■ **Exercise task**: Quote every line of the data below as it stands, omitting pictures.

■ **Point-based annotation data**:
============================================================
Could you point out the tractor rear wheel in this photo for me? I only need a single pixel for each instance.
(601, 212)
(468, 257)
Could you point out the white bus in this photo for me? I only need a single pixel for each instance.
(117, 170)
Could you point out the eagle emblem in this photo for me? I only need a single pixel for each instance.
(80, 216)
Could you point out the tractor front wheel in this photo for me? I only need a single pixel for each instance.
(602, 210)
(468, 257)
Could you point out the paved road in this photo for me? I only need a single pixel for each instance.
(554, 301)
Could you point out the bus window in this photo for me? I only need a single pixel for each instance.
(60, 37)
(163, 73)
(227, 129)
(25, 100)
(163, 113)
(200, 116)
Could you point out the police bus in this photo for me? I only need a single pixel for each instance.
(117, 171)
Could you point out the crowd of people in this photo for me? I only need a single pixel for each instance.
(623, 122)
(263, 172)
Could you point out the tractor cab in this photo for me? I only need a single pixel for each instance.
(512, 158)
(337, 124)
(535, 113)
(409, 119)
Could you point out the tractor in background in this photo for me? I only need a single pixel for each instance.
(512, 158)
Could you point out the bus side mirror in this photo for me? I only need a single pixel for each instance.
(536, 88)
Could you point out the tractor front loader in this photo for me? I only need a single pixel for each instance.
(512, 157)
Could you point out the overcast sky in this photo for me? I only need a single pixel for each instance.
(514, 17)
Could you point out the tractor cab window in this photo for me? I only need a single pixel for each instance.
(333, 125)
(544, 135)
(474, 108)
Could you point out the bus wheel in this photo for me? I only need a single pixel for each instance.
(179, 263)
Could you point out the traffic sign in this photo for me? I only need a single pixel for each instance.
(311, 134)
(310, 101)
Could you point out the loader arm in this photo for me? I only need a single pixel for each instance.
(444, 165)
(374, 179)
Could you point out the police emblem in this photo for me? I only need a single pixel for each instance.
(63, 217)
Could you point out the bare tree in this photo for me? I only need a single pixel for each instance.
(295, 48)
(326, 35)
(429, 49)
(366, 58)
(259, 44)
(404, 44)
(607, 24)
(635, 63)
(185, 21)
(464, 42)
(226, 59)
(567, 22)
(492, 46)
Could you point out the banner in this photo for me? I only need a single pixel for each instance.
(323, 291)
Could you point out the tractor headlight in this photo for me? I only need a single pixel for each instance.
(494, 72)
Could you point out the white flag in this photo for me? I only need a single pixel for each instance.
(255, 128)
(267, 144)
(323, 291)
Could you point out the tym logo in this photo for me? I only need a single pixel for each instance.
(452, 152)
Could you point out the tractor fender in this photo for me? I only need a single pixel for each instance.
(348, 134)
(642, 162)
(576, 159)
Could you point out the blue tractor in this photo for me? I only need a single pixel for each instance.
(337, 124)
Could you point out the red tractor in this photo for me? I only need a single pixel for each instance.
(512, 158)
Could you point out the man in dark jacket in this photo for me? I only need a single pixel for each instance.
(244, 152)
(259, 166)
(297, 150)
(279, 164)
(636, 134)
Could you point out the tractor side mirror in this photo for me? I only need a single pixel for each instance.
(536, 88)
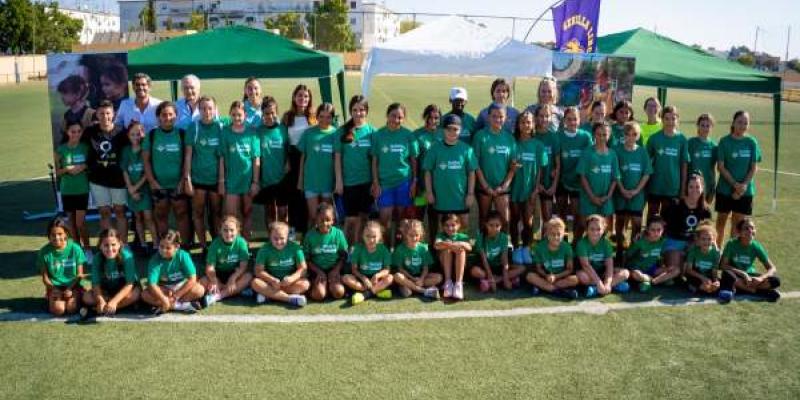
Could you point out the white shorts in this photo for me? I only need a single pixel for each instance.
(105, 196)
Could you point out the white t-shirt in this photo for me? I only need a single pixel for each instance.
(128, 112)
(296, 130)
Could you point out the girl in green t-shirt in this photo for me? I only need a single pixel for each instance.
(738, 266)
(226, 263)
(492, 248)
(115, 282)
(596, 257)
(280, 271)
(71, 158)
(554, 271)
(370, 266)
(61, 263)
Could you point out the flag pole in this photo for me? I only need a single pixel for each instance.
(536, 21)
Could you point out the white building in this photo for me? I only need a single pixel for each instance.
(94, 22)
(371, 23)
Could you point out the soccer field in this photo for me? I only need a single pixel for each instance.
(707, 351)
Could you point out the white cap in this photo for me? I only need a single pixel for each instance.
(458, 93)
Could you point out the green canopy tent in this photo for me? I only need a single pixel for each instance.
(664, 63)
(238, 52)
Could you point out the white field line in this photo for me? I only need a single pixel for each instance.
(583, 307)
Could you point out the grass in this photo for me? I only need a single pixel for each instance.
(698, 352)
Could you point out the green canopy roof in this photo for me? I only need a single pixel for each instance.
(663, 62)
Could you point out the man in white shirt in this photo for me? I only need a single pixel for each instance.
(142, 108)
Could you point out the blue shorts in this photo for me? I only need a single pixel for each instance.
(675, 245)
(398, 196)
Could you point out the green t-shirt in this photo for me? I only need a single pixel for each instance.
(168, 272)
(280, 263)
(449, 166)
(643, 253)
(532, 159)
(633, 166)
(356, 167)
(204, 141)
(69, 157)
(61, 265)
(492, 248)
(704, 263)
(552, 147)
(227, 256)
(317, 147)
(412, 260)
(744, 257)
(392, 149)
(238, 151)
(467, 126)
(572, 147)
(554, 262)
(667, 154)
(494, 151)
(274, 142)
(166, 156)
(597, 254)
(703, 159)
(600, 170)
(737, 155)
(324, 250)
(110, 273)
(368, 263)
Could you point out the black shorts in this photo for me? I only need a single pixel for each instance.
(726, 204)
(207, 188)
(75, 202)
(277, 194)
(357, 200)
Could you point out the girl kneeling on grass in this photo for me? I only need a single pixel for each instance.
(597, 257)
(738, 266)
(554, 271)
(325, 249)
(492, 251)
(370, 263)
(226, 263)
(702, 261)
(280, 269)
(452, 247)
(172, 278)
(61, 262)
(115, 282)
(411, 260)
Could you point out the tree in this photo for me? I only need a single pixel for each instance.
(407, 25)
(288, 24)
(329, 26)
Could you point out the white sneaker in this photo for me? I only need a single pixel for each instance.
(448, 289)
(458, 291)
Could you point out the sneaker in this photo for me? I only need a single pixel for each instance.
(356, 298)
(448, 289)
(431, 293)
(622, 287)
(297, 300)
(725, 296)
(458, 291)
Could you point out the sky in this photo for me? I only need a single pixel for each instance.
(717, 23)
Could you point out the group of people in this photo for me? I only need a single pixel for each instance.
(390, 186)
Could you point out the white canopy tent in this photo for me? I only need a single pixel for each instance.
(455, 46)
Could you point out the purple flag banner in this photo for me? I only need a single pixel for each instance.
(575, 22)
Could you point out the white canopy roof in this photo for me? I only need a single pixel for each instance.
(455, 46)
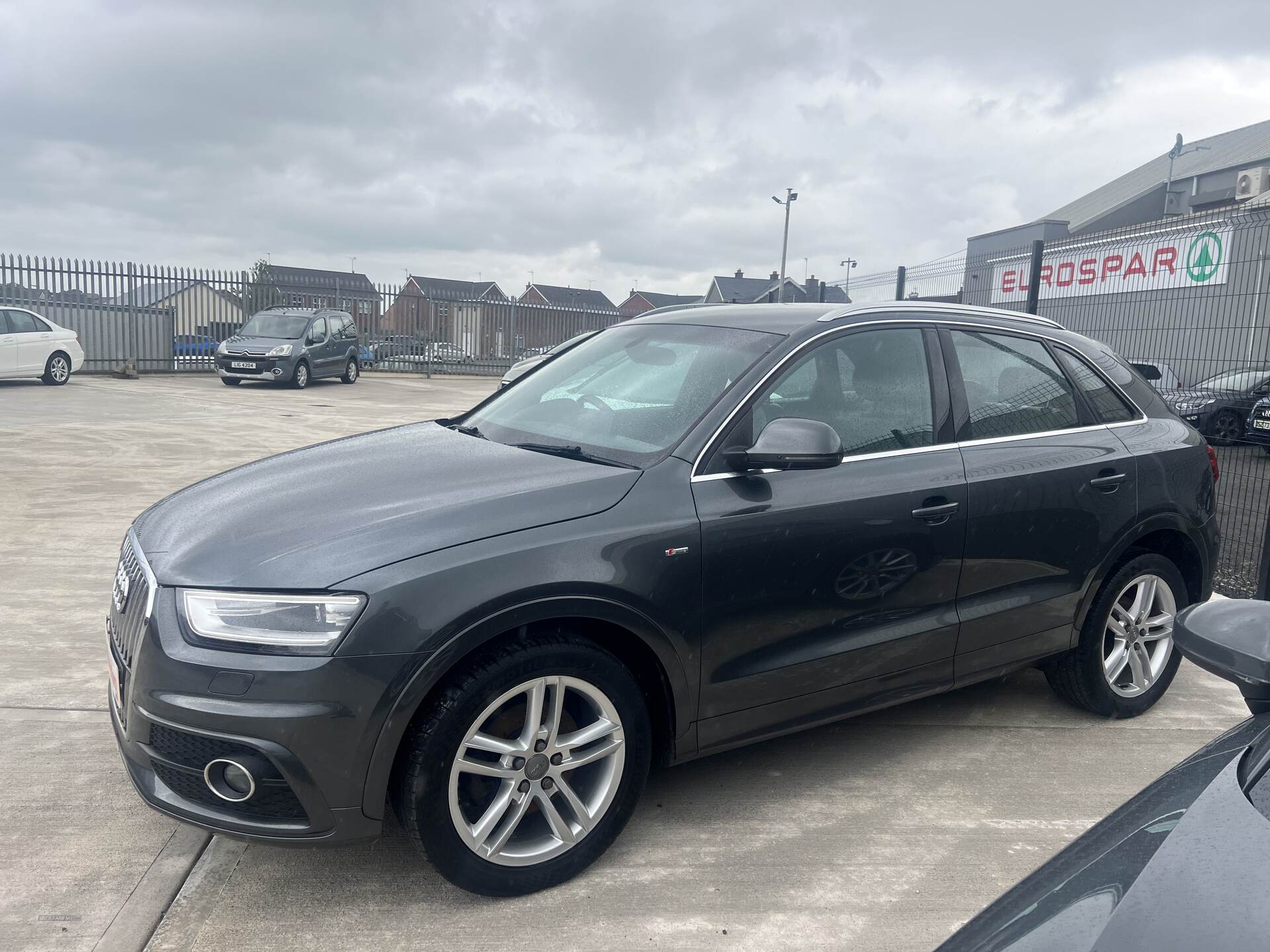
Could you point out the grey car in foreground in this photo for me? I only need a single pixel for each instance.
(291, 346)
(697, 530)
(1184, 865)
============================================================
■ **Completed task**:
Could you point out the tractor rear wheel in this photo for me? I only need a single pixel for each instance.
(601, 212)
(468, 257)
Could you point out the white bus in this photo for me? I only need a single pixel for each instance.
(117, 170)
Could you point out the eagle emblem in this photo for me? I only need a single pixel for each instance.
(80, 216)
Could you point out the tractor front wheel in this photo for me? I only need a single pixel for each instance.
(602, 210)
(468, 257)
Could you point out the paved road in this photo for me? I only need a single pixel for each instance.
(554, 301)
Could you point out the bus window in this photo for me? I only need a single pixel for each instance.
(60, 37)
(163, 73)
(227, 129)
(25, 100)
(163, 113)
(200, 116)
Could you point out the police bus in this photo for me? I only need a single pixel for each instance.
(117, 171)
Could you point out the crowd of people in this photo for me? I only need a single pixel for each instance.
(623, 122)
(263, 172)
Could you point out the tractor cab in this photo for me? I only need a single pixel for each instance.
(512, 158)
(337, 124)
(535, 113)
(409, 119)
Could you point out the tractor in background in this photo for me? I only need a single pixel for each instance.
(512, 158)
Could you point out the bus side mirror in this photo for me? I only need a single pixel for each instance.
(536, 88)
Could you point out the tractor front loader in this photo for me? I only need a single pixel for each instance.
(512, 157)
Could you point out the overcast sky in this photo for me? I only need a single pixel for each instance.
(514, 17)
Could you point out the tractor cab window in this photo for me? I only need a single pixel for each instance.
(333, 125)
(544, 135)
(474, 108)
Could you point out the bus wheel in this photo for me? I only need a single pixel for each instance.
(179, 263)
Could you point out the traffic sign in this photo for me? I only need a single pixel for each instance.
(311, 134)
(310, 101)
Could you point out the loader arm in this photo for me? I only need a single pixel for each instance.
(444, 165)
(374, 179)
Could you point out the police emblem in this photo for me? I only need a single pixel for each instance.
(63, 217)
Could you point out the bare tree in this photo for me? I only need a single pixel for each instance.
(295, 48)
(326, 35)
(429, 49)
(366, 58)
(259, 44)
(404, 44)
(607, 24)
(635, 63)
(185, 21)
(464, 42)
(226, 59)
(567, 22)
(492, 46)
Could you point out the banner in this photo for me? I only need a single pixel for each instance.
(323, 291)
Could you point out the tractor headlight in this photo for me? I only need a single pixel for each instance.
(494, 72)
Could you point out the white flag in this photo for me? I only need a single pixel for each instance.
(255, 128)
(267, 144)
(323, 291)
Could you point out the tym logo in this photo for me? I only need a single pixel for each instance.
(452, 152)
Could you point out the tractor fender in this photo for me? I only need a single pixel for each instance.
(348, 134)
(642, 162)
(576, 159)
Could you point out the blue tractor in this photo for me? I only need a single pixel for each instance.
(337, 124)
Could you point out the red tractor in this photo for me? I only need a single pixel for each instance.
(512, 158)
Could you point out the man in dark jacket in this photo for me? I only need a single pixel for each instance.
(244, 152)
(259, 166)
(297, 150)
(279, 164)
(636, 134)
Could you point out the tractor side mirror in this photo for me? I only need a single pixel for each instance.
(536, 88)
Could you point out the white shorts in this photo for me? I only need a single pixel for each instance.
(105, 196)
Could you point out the white t-shirt in this photo for me? I only need a single pixel for each instance.
(128, 112)
(296, 130)
Could you point out the girl in green t-shirt in this photo for me? I only need a single pixel for each instance.
(738, 266)
(226, 263)
(492, 248)
(115, 282)
(596, 257)
(280, 271)
(71, 158)
(554, 271)
(370, 266)
(61, 263)
Could you point out the flag pole in this photo for me? I only need a single pixel for each instance.
(536, 21)
Could you point out the white building in this photo for me? I only need a single pixel for each instance.
(94, 22)
(371, 23)
Could you point out the soccer field in this photo for me? I only need a single pixel for each instance.
(707, 351)
Could you point out the white cap in this photo for me? I only need a single pixel for each instance.
(458, 93)
Could you point out the green canopy tent in this photo for me? I only need a single pixel for each instance.
(664, 63)
(238, 52)
Could you point out the white field line in this photo for me? I only need a single pixel for each instance.
(583, 307)
Could you point out the grass in this photo for me? I only need a single pixel for each instance.
(698, 352)
Could you point out the green canopy roof in this photo for me? I only need a single pixel for each instance.
(663, 62)
Could you point out the man in white shirt in this photo for me? I only need a single pixel for each instance.
(142, 108)
Could you point out the blue shorts in this photo for me? I only need a single pixel for each instance.
(675, 245)
(398, 196)
Could you point out the green t-shirt in this photo for me? I only need a single pixel for each instance.
(168, 272)
(280, 263)
(449, 166)
(643, 253)
(532, 159)
(633, 166)
(356, 167)
(204, 141)
(69, 157)
(61, 265)
(492, 248)
(704, 263)
(552, 147)
(227, 256)
(317, 147)
(412, 260)
(744, 257)
(392, 149)
(238, 151)
(467, 126)
(572, 147)
(554, 262)
(667, 154)
(494, 151)
(274, 142)
(166, 156)
(597, 254)
(703, 159)
(600, 170)
(737, 155)
(324, 250)
(110, 273)
(368, 263)
Could you point out the black shorts in this photo for me? I only need a single pixel for each instance.
(726, 204)
(207, 188)
(75, 202)
(277, 194)
(357, 200)
Could you point out the girl kneeling on grass in this photo for me? I only need a single pixel for each instance.
(597, 257)
(738, 266)
(554, 271)
(325, 249)
(492, 251)
(370, 263)
(226, 263)
(702, 261)
(280, 269)
(452, 247)
(172, 278)
(61, 262)
(115, 282)
(411, 260)
Could you point out the tree in this photo for me? I only need a single pixel for each instance.
(407, 25)
(288, 24)
(329, 26)
Could you point out the white sneaker in this photo for me? I only need a single pixel for each instance.
(448, 289)
(458, 291)
Could you point out the sneaker in this photo for me? I only need a single pixel for each instance.
(356, 298)
(448, 289)
(431, 293)
(622, 287)
(297, 300)
(725, 296)
(458, 291)
Could you point out the sky in this photo for me? I only need a single pixel for each instance.
(717, 23)
Could you point out the group of people in this photo for me? I only need a single pixel for each instance.
(390, 186)
Could you point out the white canopy tent in this photo for me? I only need a single pixel for each instance.
(455, 46)
Could you point out the purple flag banner in this photo for me? I only need a single pixel for each instance.
(575, 22)
Could you point out the white canopy roof in this photo for me? I only need a single pixel for each instance.
(455, 46)
Could you point out the grey car in foreground in this photo for me? I only need a single pixel for each instance.
(291, 346)
(697, 530)
(1184, 865)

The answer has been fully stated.